### Article
————

Congratulations to Michael Shanks. He was an exceptional byelection candidate. That’s a tough gig. Traditionally you’re treated as an irritating legal necessity by your party organisers and a risk to be managed by your press office. Michael was rightly identified as an asset to Labour and will be a superb MP.
Before I slip into a happy sleep, four quick thoughts on why tonight matters:
This milestone result creates a virtuous circle for Labour in Scotland.
The SNP’s leadership crisis will be exacerbated by their resource crisis.
The terrible campaign shows the nationalist machine has broken down.
The Tories lost more than their deposit tonight.
The Night That Scotland Hit Back.
Byelections are either moments or milestones. Some results simply confirm existing political realities and are moments that are soon forgotten, others make history as they herald a shift in the political reality. This election is a milestone.
When Donald Dewar won the Garscadden byelection in 1978 he used his victory speech to proclaim:
“We have changed the psychological climate up of Scottish politics…it’s the night that Scotland hit back.”
Donald’s victory saw a swing against Labour but was seen as halting the SNP’s insurgency. Michael’s victory tonight will go down in history as the night that ended the SNP’s unchallenged hegemony in Scotland.
Tonight was risky for Labour. My party is like an underperforming football team which has been bought by a billionaire. Last season we would have been delighted by any win, now suddenly the expectation is that we should dominate. That Anas Sarwar and Keir Starmer led us into a winning position is a huge achievement - to have delivered a victory like this is extraordinary. The confident buzz between the party activists grazing the buffet in the party offices in Rutherglen earlier won’t go away.
Before tonight, polls had suggested that Labour’s recovery represented something in the region of an 11-point swing from the SNP. That was a prediction, this is a result. This is the first time the SNP have lost a Westminster seat they hold at a byelection. Real voters have gone even further than the polls suggested, delivering a swing of 20.5% away from the SNP and towards Labour.
It is political kryptonite for a nationalist party to lose the support of the nation it arrogantly claims to exclusively represent. Missing from the SNP talking heads on TV tonight was any recognition that this result might have anything to do with anything they have done in government. Their arrogance is so habitual that they are incapable of the humility this moment requires.
Instead of self-reflection, it is more likely that an even weaker Humza Yousaf, knowing that his job now depends on limiting losses, will retreat towards his core support. The same desperate dynamic we saw at this week’s Conservative Party Conference may now take hold in the SNP.

————

### Exercise instructions
1. In the byelection commentary, how large was the swing from the SNP to Labour that voters delivered?
2. Continue the byelection commentary from its last paragraph.

### Provided records
————

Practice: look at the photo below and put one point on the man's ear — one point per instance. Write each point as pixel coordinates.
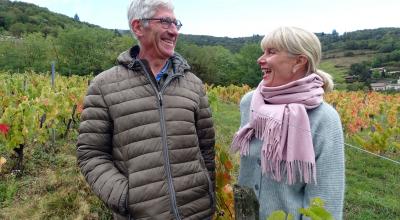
(301, 64)
(137, 27)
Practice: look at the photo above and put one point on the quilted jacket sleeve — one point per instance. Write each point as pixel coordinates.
(94, 152)
(206, 134)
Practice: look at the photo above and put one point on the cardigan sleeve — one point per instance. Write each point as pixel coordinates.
(329, 152)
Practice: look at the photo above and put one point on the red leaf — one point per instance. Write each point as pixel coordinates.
(4, 128)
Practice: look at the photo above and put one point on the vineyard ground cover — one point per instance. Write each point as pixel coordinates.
(51, 186)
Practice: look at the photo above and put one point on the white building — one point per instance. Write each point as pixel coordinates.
(382, 86)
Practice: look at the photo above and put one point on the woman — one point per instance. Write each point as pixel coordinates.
(290, 140)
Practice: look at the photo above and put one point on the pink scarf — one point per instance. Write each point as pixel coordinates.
(279, 118)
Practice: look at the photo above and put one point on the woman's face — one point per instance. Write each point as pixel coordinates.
(278, 67)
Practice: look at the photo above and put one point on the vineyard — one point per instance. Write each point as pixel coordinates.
(39, 118)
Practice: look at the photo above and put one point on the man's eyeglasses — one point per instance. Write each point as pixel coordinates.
(165, 22)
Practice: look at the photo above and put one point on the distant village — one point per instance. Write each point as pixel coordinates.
(382, 83)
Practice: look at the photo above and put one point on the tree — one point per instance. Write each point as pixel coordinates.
(76, 17)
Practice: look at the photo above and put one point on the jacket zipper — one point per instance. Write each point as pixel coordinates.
(167, 165)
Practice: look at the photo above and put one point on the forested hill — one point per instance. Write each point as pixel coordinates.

————

### Responses for each task
1. 20.5%

2.
It will be noted everywhere that this result eases Keir Starmer’s route to Downing Street. Every 12 seats that Labour wins in Scotland effectively takes around two points off the national swing needed to defeat the Tories across the UK.
This win creates a virtuous cycle for Scottish Labour: a party that can win in Scotland is more likely to win across the UK; a party that is more likely to win across the UK is more likely to convince more Scottish voters that Labour, and not the SNP, offers change at the general election.
This result needs to be understood in dynamic terms. It is the beginning of something, not the end.
Amidst this Earthquake, Yousaf’s Jaiket’s on a Shoogly Peg.
The SNP is a party that is now in a leadership crisis but also, importantly, a resource crisis. Yousaf’s party attracted just £4000 in donations in the first quarter of this year.
The 11 seats where the SNP majority is smaller than the one they were defending in Rutherglen will now be thrown overboard. The limited money that SNP HQ has will now shift to defend seats that, before tonight, were viewed as safe. As SNP resources flow out of these marginals, Labour resources will now flood in.
An increasing number of sitting SNP MPs may now feel they have nothing left to lose and may no longer bite their lips when they see incompetence by their Holyrood colleagues costing the jobs of their friends.
Every single SNP MP now is fighting for their political life. A further breakdown in the SNP’s once-enviable discipline will start with unnamed briefings to the weekend’s newspapers - but it won’t end there.
Kate Forbes's shadow leadership campaign will now go up a gear. Her courtship of fundamentalists will intensify, dragging Yousaf further away from the middle ground of Scottish politics. Having introduced herself to Scotland as an anti-gay marriage, anti-choice, anti-unmarried parent, and pro-austerity politician when she stood against Yousaf she badly needs to rebrand. Expect carefully placed interviews that paint her as a modern working mother, aiming to shed the image of her as a 1950s throwback.
The SNP’s Campaign is Kaput.
While out knocking doors to get out the vote earlier I came across the SNP’s polling day leaflet which urged voters ‘Don’t waste your vote on Labour.’ GOTV is meant to motivate your own voters, this was a desperately uninspiring message that instead seeks to demotivate another party’s supporters.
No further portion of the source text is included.